TASK DETAILS:
Reproduce the ESA passage word for word from "The ESA is without" to "it is misnamed.".

The ESA is without a doubt the most powerful federal environmental statute. I know from personal experience as a former U.S. Senate staffer that it trumps every other law on the books, even U.S. obligations under international treaties. Only the U.S. Constitution is the higher law of the land. Given its breadth and reach, one of the great ironies of the law is that it is misnamed.
With apologies to professional conservation biologists, the ESA would really more appropriately be entitled “The Cool Animal Protection Act.” Biologists might more comfortably recognize the issue as the tyranny (or perhaps the budgetary gluttony) of charismatic megafauna. Allow me to elaborate.
First, we need to appreciate that most of the biomass on this planet is plant material. Plants outweigh animals by a factor of 1,000. Yet the ESA does not prohibit “taking” of endangered and threatened plants; only animals get that protection. The ESA is therefore prejudiced against plants, even though plants are obviously extremely valuable to humans, providing us with 80% of our medicines and most of our food. Clearly, the ESA was written by animals, for animals. There is no equal protection of the law for plants. For Fiscal Year 2012, the U.S. Fish and Wildlife Service estimated that federal and state agencies spent a combined $1.7 billion on endangered species. Ranking listed species by expenditures, from top to bottom, the first plant, Johnson’s seagrass, shows up as #175 on the list of more than 1,200 species. This is especially unfortunate since endangered plants would be relatively easy to recover. They don’t need to move around a lot, after all.

Object grounding data in natural language:
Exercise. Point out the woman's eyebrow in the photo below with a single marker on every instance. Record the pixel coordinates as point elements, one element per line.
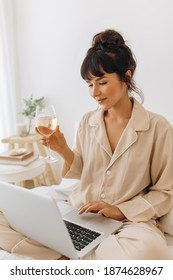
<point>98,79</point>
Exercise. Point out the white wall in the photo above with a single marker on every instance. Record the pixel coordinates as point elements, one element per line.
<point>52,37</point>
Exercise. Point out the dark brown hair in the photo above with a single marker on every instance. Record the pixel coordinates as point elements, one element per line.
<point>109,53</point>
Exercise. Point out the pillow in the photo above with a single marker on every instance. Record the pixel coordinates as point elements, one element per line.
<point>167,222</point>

* * *

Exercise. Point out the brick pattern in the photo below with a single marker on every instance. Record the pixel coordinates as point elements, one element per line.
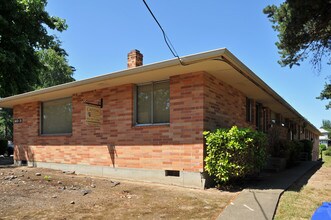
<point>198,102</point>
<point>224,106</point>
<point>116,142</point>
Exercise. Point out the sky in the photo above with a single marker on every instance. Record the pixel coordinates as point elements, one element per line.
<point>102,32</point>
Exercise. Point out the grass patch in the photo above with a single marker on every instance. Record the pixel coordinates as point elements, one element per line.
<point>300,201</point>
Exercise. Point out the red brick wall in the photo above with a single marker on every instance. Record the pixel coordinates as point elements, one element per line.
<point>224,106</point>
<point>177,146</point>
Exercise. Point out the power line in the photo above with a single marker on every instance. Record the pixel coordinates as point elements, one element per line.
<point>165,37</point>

FINISHED EXERCISE:
The ESA is without a doubt the most powerful federal environmental statute. I know from personal experience as a former U.S. Senate staffer that it trumps every other law on the books, even U.S. obligations under international treaties. Only the U.S. Constitution is the higher law of the land. Given its breadth and reach, one of the great ironies of the law is that it is misnamed.